**Aim:** Copy out the records below word for word, starting at the line with "every woman's arm" and going through the end of the records.
□ □ □ □ □ □ □
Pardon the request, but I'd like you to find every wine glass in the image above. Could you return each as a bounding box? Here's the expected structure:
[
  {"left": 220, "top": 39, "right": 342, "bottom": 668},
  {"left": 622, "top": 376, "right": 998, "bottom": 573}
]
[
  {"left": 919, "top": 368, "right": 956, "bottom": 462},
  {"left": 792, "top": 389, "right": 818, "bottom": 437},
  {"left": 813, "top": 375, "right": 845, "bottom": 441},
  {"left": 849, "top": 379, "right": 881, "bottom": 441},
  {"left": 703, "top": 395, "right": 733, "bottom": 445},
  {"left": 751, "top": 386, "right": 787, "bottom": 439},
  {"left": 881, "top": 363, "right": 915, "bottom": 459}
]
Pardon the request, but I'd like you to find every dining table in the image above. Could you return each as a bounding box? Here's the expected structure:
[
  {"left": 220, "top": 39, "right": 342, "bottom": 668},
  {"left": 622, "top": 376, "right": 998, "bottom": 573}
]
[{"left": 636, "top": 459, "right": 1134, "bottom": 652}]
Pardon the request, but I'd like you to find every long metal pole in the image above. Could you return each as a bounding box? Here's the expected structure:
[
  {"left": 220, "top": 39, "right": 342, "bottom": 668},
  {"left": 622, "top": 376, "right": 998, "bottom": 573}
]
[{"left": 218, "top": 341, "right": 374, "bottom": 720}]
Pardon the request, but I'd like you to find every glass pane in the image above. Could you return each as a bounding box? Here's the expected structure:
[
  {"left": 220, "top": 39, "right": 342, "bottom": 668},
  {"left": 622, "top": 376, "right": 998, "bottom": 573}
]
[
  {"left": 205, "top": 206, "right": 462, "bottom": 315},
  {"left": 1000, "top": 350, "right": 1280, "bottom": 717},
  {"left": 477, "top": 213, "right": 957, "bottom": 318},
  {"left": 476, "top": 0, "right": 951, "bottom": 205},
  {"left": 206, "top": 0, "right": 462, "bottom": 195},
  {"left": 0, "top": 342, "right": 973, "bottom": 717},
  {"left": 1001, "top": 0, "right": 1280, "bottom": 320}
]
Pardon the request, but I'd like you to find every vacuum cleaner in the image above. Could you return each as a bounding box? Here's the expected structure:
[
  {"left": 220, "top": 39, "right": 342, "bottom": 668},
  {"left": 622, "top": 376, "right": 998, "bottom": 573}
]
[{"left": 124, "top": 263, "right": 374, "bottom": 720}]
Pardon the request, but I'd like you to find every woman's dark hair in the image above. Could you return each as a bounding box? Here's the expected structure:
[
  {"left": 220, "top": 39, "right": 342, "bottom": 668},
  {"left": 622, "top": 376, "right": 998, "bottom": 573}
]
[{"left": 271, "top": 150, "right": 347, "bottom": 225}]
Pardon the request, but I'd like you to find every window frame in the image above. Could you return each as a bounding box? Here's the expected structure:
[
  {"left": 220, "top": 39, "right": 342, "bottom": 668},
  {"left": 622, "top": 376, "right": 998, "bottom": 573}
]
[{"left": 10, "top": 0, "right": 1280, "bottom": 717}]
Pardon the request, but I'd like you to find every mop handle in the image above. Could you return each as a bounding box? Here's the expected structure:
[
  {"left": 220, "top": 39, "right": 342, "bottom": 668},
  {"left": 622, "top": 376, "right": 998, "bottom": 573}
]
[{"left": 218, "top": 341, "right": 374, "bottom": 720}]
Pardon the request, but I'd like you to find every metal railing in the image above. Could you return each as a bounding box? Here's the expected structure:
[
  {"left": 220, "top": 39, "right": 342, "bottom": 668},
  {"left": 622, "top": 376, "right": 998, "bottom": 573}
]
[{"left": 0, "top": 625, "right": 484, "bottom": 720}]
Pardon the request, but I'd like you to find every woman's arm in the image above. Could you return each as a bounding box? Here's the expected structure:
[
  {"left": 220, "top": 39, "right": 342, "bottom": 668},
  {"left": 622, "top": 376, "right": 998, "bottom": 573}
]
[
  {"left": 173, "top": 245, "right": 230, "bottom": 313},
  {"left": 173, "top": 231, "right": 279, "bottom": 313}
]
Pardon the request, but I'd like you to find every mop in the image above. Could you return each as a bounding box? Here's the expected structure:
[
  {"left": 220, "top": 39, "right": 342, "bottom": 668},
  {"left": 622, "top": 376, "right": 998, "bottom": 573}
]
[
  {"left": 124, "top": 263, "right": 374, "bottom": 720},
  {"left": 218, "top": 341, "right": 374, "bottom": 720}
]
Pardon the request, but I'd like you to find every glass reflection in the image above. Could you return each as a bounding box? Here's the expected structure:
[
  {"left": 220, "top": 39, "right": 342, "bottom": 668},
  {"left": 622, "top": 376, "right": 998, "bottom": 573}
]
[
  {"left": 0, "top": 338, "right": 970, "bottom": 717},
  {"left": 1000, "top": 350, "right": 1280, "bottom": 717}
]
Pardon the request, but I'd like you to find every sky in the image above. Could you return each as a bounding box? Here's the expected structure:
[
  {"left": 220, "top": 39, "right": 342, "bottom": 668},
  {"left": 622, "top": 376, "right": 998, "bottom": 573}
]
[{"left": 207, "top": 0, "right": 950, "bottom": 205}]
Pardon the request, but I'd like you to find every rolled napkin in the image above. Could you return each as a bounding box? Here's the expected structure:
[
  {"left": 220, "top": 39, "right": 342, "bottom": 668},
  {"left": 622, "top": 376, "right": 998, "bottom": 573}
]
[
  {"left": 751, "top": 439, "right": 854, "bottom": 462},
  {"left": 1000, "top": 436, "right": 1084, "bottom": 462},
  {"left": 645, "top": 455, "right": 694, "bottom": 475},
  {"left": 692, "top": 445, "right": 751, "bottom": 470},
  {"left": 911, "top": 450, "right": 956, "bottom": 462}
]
□ □ □ □ □ □ □
**Output for this exercise:**
Pardon the request, but I'd like you to find every woman's arm in the image above. Could you return each as a bounding box? Here's the expected structure:
[
  {"left": 220, "top": 39, "right": 342, "bottom": 668},
  {"left": 622, "top": 376, "right": 998, "bottom": 573}
]
[
  {"left": 173, "top": 245, "right": 230, "bottom": 313},
  {"left": 173, "top": 231, "right": 279, "bottom": 313}
]
Pardon the request, but I'd like you to find every mop in the image above. Could you return each as a bounding box? Here's the expected structure:
[
  {"left": 220, "top": 39, "right": 342, "bottom": 668},
  {"left": 622, "top": 376, "right": 998, "bottom": 573}
]
[
  {"left": 124, "top": 263, "right": 374, "bottom": 720},
  {"left": 218, "top": 341, "right": 374, "bottom": 720}
]
Pardon the request, but I'd like you to find every glass reflection in the image above. Could you return each as a bounding box? Here's the expected structure:
[
  {"left": 220, "top": 39, "right": 342, "bottom": 668},
  {"left": 622, "top": 376, "right": 998, "bottom": 573}
]
[
  {"left": 0, "top": 338, "right": 970, "bottom": 717},
  {"left": 1000, "top": 350, "right": 1280, "bottom": 717}
]
Pardon the request, but I'd like you to find every sky in the image above. Could you return each as a bounding box? Here's the expected structure:
[
  {"left": 220, "top": 39, "right": 342, "bottom": 668},
  {"left": 622, "top": 376, "right": 998, "bottom": 573}
]
[{"left": 207, "top": 0, "right": 950, "bottom": 205}]
Pardon the request, but I'd like you to find every rolled napkin in the image above. Could you return each as a bounding box? Here's the expected structure:
[
  {"left": 220, "top": 39, "right": 342, "bottom": 668},
  {"left": 622, "top": 376, "right": 998, "bottom": 573}
]
[
  {"left": 751, "top": 439, "right": 854, "bottom": 462},
  {"left": 1000, "top": 436, "right": 1084, "bottom": 462},
  {"left": 645, "top": 455, "right": 694, "bottom": 475},
  {"left": 692, "top": 445, "right": 751, "bottom": 470},
  {"left": 911, "top": 450, "right": 956, "bottom": 462}
]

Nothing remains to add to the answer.